## What needs to be done
Using the data below, show every line where the word "band" occurs.

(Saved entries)
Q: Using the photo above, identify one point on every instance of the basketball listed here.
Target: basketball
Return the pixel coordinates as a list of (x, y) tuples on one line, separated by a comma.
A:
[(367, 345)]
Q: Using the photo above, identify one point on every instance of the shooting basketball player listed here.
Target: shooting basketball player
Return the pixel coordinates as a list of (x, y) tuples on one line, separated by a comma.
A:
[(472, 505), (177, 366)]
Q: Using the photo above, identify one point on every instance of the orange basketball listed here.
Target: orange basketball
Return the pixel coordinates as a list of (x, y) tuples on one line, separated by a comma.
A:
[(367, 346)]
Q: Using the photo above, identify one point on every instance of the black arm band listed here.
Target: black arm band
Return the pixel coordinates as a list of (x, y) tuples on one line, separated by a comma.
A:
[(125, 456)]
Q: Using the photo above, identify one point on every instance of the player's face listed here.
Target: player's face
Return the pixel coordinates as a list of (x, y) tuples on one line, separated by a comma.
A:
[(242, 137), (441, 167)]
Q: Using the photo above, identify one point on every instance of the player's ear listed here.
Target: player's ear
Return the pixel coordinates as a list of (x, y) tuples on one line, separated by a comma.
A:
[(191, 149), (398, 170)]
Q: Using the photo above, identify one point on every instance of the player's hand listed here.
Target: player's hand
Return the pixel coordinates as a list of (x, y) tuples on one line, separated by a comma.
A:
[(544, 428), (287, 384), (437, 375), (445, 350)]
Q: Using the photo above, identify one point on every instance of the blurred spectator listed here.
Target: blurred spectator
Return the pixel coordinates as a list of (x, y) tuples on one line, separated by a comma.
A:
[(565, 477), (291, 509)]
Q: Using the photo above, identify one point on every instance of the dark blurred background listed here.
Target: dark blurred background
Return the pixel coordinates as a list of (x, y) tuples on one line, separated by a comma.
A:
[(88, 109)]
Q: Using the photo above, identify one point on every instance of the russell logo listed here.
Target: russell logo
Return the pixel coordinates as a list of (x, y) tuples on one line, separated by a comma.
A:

## Finished exercise
Q: Using the photo above, identify one point on every instance of the black arm band listed here.
Target: black arm band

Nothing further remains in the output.